SUPPLIED RECORDS:
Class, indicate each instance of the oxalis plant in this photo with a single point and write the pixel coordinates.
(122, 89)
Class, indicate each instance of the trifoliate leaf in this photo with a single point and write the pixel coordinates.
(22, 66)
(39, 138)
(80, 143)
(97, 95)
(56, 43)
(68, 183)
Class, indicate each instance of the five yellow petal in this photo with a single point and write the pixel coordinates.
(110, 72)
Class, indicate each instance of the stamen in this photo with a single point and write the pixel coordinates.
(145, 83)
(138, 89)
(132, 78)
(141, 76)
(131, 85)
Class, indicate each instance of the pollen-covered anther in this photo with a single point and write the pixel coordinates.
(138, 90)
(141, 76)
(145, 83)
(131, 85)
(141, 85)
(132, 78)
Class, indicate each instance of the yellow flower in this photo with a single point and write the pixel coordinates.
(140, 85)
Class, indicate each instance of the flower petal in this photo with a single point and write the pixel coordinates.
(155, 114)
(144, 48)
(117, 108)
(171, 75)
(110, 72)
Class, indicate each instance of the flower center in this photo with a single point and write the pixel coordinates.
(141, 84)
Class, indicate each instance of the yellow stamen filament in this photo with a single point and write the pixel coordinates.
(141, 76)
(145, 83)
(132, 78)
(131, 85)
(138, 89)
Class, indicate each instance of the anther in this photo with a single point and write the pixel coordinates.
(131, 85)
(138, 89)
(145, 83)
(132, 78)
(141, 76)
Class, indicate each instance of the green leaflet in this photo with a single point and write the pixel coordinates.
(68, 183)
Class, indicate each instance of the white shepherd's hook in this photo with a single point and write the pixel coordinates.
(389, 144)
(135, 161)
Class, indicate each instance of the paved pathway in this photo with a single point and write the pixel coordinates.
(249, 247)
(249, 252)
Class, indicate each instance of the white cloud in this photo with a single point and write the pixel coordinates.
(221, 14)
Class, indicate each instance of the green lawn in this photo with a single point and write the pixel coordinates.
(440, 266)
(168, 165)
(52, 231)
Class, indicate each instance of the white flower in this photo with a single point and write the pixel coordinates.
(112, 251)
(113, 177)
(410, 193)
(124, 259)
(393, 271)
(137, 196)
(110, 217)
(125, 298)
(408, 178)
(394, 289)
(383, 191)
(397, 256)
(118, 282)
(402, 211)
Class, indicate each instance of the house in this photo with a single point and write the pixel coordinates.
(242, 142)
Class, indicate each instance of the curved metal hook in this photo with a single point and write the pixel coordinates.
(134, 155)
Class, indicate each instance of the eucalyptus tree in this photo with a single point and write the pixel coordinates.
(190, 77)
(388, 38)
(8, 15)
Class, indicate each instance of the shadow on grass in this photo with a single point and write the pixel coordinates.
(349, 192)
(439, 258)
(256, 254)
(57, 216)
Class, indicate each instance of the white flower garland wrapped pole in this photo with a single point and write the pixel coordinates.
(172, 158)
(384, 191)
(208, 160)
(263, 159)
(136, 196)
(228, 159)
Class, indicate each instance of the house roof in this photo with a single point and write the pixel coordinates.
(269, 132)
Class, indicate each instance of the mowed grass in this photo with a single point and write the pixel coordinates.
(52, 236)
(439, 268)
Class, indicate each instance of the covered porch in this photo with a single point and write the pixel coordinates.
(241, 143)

EXERCISE OBJECTIVE: Print each of the lines above again, unchanged.

SOLUTION TO THIS TASK:
Class, indicate each instance of the oxalis plant in this photo with a single point and write the pixel coordinates.
(122, 89)
Class, indicate each instance of the trifoliate leaf in this photo with a single point and write the pixel coordinates.
(22, 66)
(39, 138)
(80, 143)
(97, 95)
(56, 43)
(68, 183)
Class, indicate each instance of the five yellow petal in this photo with a single point and write the pixel coordinates.
(110, 72)
Class, indicate each instance of the stamen in this photo with a single point and write the pixel coordinates.
(145, 83)
(138, 89)
(132, 78)
(141, 76)
(131, 85)
Class, indicate each instance of the pollen-covered anther in this photo with a single point and write the pixel coordinates.
(138, 90)
(141, 76)
(145, 83)
(131, 85)
(141, 85)
(132, 78)
Class, indicate each instance of the yellow flower in this photo with a single point and write the pixel coordinates.
(140, 85)
Class, indicate each instance of the flower petal in this photo with a single point and write the pixel coordinates.
(155, 114)
(144, 48)
(117, 108)
(171, 75)
(110, 72)
Class, indicate each instance of the flower center in this photo with a single point and write the pixel coordinates.
(141, 84)
Class, indicate each instance of the yellow stamen filament in this photo with a single point and write the pixel coordinates.
(141, 76)
(145, 83)
(132, 78)
(131, 85)
(138, 89)
Class, indicate each instance of the anther in this photo with a single point and write the pixel coordinates.
(131, 85)
(138, 89)
(145, 83)
(132, 78)
(141, 76)
Class, indicate each instance of the green leaflet in this photo with a single point and write the pixel coordinates.
(68, 183)
Class, indicate each instance of the white shepherd's hook in this photo with a single point and write the pixel coordinates.
(389, 144)
(135, 161)
Class, indicate each instance of the paved pathway in this photo with a single point and write the pixel coordinates.
(249, 247)
(249, 252)
Class, indicate each instance of the white cloud in this photo with a single point and write the pixel coordinates.
(221, 14)
Class, indicate each instance of the green lawn in this photo with a single point and write the pixel coordinates.
(440, 266)
(168, 165)
(52, 231)
Class, indicate each instance of the white flower in this photo with a single point and write the pixel coordinates.
(112, 251)
(113, 177)
(410, 193)
(124, 259)
(393, 271)
(137, 196)
(110, 217)
(125, 298)
(408, 178)
(394, 289)
(383, 191)
(397, 256)
(118, 282)
(402, 211)
Class, indicate each instance of the house in this photo with a single point and write the pixel coordinates.
(242, 142)
Class, indicate each instance of the curved metal hook in this photo with a single point and write the pixel coordinates.
(134, 155)
Class, indicate each instance of the eucalyptus tree in this photo with a single point and write the pixel coordinates.
(190, 77)
(388, 38)
(8, 15)
Class, indicate each instance of the shadow on grass in this photo with a single point and write the pixel coordinates.
(349, 192)
(439, 258)
(256, 254)
(57, 216)
Class, indicate each instance of the white flower garland wrapped pole in this photo with a single point and write the pixel coordinates.
(172, 158)
(384, 191)
(208, 160)
(263, 159)
(136, 196)
(228, 159)
Class, indicate each instance of the house roof in this photo with a single point and write the pixel coordinates.
(269, 132)
Class, indicate each instance of the mowed grass in this photo with a single point and write the pixel coordinates.
(52, 236)
(439, 268)
Class, indicate each instance of the covered porch in this photo with a single point and write the pixel coordinates.
(241, 143)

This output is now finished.